----- Excerpt

On skin that has had years of sun exposure, age spots appear when melanin becomes clumped or is produced in high concentrations by overactive pigment cells as an attempt by your skin to protect itself from more sun damage.
Age spots are not harmful and don’t need treatment, but they don’t fade. If you want your age spots to be less noticeable we can lighten or remove them and recommend:
Because the pigment is located at the base of the epidermis — the topmost layer of skin — any treatments you do have must penetrate this layer of skin.
Of course, prevention is always better than cure – avoiding the sun, regularly using sunscreen (we recommend RAD and covering up with tightly woven clothes that covers your arms and legs and a broad-brimmed hat will aid in preventing those age spots in the first place!
Birthmarks are as they are described – marks that present at birth or soon afterwards. There are different types of birthmarks and most are harmless and can fade on their own and disappear however not all do. Those that don’t fade with time include café au lait spots, port-wine stains and sometimes strawberry marks. They are usually harmless however may cause concerns about the aesthetics of the skin for some and these can be treated.
Cafe-au-lait spots are light or dark brown patches that can be anywhere on the body and are very common. They can be different sizes and shapes and can look darker on dark skin.
Port wine stains are made of dilated blood capillaries and appear flat and purple to red in colour. They occur most often on the face and may vary in size. Port-wine stains often are permanent however can be treated.
Strawberry marks are blood vessels that form a raised red lump on the skin. They usually look red on light and dark skin although can sometimes appear under the skin, making it look blue or purple.

----------

Work instructions >>
[1] List each measure the text on age spots and birthmarks gives for preventing age spots.
[2] Continue the text on age spots and birthmarks from its last sentence.

----- Data extract

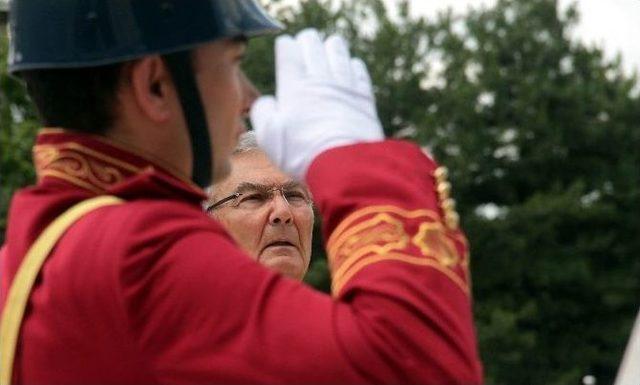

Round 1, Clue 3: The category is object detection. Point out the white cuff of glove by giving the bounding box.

----------

Responses per task >>
[1]
- Avoiding the sun
- Regularly using sunscreen
- Covering up with tightly woven clothes that cover your arms and legs
- A broad-brimmed hat

[2]
Campbell de Morgan spots
Also known as red moles, cherry angiomas, or senile angiomas, Campbell de Morgan spots are common skin growths that appear most often on the torso, arms, legs, and shoulders but can develop on most areas of the body. The term senile angiomas refers to the fact that there appears to be a link between these spots and age and are usually found on people aged 30 and older and the number of spots can also increase with age.
Campbell de Morgan spots are bright red in colour, are circular or oval in shape, and can either appear smooth and even with the skin or slightly raised. They are formed by multiplying, dilated capillaries and postcapillary venultes and it’s the collection of small blood vessels that give them a reddish appearance. Genetics may make some people more predisposed to getting these spots.
This type of skin growth is typically not a cause for concern. Bleeding can occur if the angioma is scratched, rubbed, or cut open. If it bleeds often or changes in size, shape, or colour you should see your doctor. If the growth is in an area that is easily bumped, it could lead to regular bleeding and removal may be required.
Campbell de Morgan spots won’t go away on their own but if it causes concern for aesthetic reasons, laser may be a consideration for removal.
Skin pores are tiny openings in the skin that function to release perspiration and oil to cool and condition the body. With up to half a million pores per square centimetre on the skin’s surface, the excessive or increased flow of sweat and oil can over stretch the elasticity of the pore, resulting in the appearance of multiple enlarged pores. Pores can become so enlarged that they can create unattractive craters.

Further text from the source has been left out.